▸ **Extracted text**
_ _ _ _ _ _ _

LLM APIs are a Synchronization Problem

13 points by jefftriplett


Corbin

As far as the core model is concerned, there’s no magical distinction between “user text” and “assistant text”—everything is just tokens. The only difference comes from special tokens and formatting that encode roles (system, user, assistant, tool), injected into the stream via the prompt template.

I used to believe this too, but it's false. Language models have a sense of anticipation which extends beyond their prediction of the next token; this is used to expect punctuation, estimate line lengths, and probably more. When we inject tokens, we disrupt this anticipation, leaving a distortion in the model state. Quoting Your LLM Knows The Future:

We start from the observation that vanilla, autoregressive, language models contain large amounts of information about future tokens beyond the immediate next token.

This means that the model has a general awareness of when we're doing RAG or other bits of Mad Libs on the prompt. Indeed, the model also has a pre-RLHF notion of the prompt, in the sense that it can tell when generated tokens are conditioned on the model state as opposed to being force-fed by an external driver. As a consequence, if we want a linear parseable narrative to emerge from the generated tokens then we must maintain that narrative ourselves with all of the tokens that we choose to construct the original context.

Aside: previously, on Lobsters, we noted that inference is injective on the model's state. This means that the model also has a sense of when it's been cold-booted, in that model states which are close to zero have similar trajectories over the first few tokens. Empirically, here's an experiment for local model runners: take the vector norm of the model state over the first few tokens, noting that it starts at zero and eventually stabilizes at a steady state. This means that a model statefully distinguishes between cold prompts and warm mid-conversation prompts.

If I were to have my LLM run locally on the same machine, there is still state to be maintained, but that state is very local to me. You’d maintain the conversation history as tokens in RAM, and the model would keep a derived “working state” on the GPU—mainly the attention key/value cache built from those tokens.

I think that the author doesn't do local models. The conversation history is not maintained in RAM, but is allowed to fade away once the model consumes it; the history is only interesting for humans to read at that point, not for the model's narrative. The working state is small enough that it doesn't have to stay on the GPU and is easy to serialize. The idea is that a conversation is wholly in the past and the only stored state is what the model needs to predict the future.

_ _ _ _ _ _ _

▸ **Data listing**
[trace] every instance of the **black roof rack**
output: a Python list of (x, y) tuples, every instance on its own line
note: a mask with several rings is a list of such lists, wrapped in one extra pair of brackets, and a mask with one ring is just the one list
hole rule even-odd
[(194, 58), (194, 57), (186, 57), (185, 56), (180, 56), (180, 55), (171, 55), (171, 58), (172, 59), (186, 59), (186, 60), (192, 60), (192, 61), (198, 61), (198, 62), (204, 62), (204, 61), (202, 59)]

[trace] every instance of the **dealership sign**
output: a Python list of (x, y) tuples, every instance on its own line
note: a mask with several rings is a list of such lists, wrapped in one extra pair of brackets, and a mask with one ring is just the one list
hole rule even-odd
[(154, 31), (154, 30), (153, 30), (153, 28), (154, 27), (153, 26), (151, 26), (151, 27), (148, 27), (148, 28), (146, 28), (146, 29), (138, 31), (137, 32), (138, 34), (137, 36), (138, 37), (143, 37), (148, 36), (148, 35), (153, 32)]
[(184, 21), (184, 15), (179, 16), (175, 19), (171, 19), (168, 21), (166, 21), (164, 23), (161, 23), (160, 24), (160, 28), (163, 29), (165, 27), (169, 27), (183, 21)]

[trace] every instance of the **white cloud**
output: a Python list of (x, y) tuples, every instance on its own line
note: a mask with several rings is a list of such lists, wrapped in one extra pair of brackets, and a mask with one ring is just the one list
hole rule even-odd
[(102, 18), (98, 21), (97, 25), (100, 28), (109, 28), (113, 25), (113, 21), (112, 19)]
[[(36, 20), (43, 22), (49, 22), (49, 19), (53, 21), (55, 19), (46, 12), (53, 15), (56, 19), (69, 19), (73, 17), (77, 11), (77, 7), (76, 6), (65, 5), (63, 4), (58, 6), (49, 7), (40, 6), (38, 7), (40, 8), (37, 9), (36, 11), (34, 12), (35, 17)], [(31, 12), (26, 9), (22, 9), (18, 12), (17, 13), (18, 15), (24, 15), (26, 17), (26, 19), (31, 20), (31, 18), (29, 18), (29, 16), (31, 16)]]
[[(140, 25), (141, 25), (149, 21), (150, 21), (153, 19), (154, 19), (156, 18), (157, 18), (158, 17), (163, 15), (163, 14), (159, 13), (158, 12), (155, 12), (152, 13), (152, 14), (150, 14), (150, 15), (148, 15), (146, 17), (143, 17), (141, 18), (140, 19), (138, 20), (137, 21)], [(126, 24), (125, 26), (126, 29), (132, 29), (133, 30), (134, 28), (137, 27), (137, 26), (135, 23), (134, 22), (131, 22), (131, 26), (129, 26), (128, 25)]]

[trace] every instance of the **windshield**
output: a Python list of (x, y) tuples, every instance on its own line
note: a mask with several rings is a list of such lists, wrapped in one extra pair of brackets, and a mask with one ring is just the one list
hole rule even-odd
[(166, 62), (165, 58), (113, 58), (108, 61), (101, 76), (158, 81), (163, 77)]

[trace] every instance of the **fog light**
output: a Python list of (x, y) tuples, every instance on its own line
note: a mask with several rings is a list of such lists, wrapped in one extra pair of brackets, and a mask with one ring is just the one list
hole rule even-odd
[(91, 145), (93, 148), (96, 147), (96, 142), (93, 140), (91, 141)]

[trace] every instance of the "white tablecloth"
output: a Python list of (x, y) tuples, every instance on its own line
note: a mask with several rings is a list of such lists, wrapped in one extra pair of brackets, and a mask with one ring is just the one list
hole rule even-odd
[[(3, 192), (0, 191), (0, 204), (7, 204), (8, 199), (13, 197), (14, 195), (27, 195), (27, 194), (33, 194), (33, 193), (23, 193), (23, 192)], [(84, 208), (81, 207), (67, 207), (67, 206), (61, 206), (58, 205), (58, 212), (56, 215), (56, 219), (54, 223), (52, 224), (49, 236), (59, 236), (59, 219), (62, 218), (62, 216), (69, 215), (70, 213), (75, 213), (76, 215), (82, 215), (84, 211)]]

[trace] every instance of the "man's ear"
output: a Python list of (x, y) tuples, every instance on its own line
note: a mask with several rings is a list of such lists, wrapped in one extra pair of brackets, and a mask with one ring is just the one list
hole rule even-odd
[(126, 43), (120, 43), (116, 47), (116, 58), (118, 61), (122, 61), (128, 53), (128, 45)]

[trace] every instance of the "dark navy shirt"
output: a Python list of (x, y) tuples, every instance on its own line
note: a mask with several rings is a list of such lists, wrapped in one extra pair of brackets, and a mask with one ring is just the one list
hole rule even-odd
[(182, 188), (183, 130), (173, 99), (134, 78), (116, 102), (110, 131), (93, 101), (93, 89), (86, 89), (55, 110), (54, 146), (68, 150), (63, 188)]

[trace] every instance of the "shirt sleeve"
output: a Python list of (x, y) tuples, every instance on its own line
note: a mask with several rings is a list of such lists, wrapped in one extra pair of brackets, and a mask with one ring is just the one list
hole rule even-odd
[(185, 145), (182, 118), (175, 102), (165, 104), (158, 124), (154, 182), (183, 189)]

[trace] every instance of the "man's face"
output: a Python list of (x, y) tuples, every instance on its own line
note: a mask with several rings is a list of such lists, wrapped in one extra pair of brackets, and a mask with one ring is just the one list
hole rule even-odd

_ _ _ _ _ _ _

▸ **What to work on**
Transcribe the portion of the forum thread on LLM APIs between "Aside: previously, on" and "warm mid-conversation prompts.", inclusive.

▸ **Result of this exercise**
Aside: previously, on Lobsters, we noted that inference is injective on the model's state. This means that the model also has a sense of when it's been cold-booted, in that model states which are close to zero have similar trajectories over the first few tokens. Empirically, here's an experiment for local model runners: take the vector norm of the model state over the first few tokens, noting that it starts at zero and eventually stabilizes at a steady state. This means that a model statefully distinguishes between cold prompts and warm mid-conversation prompts.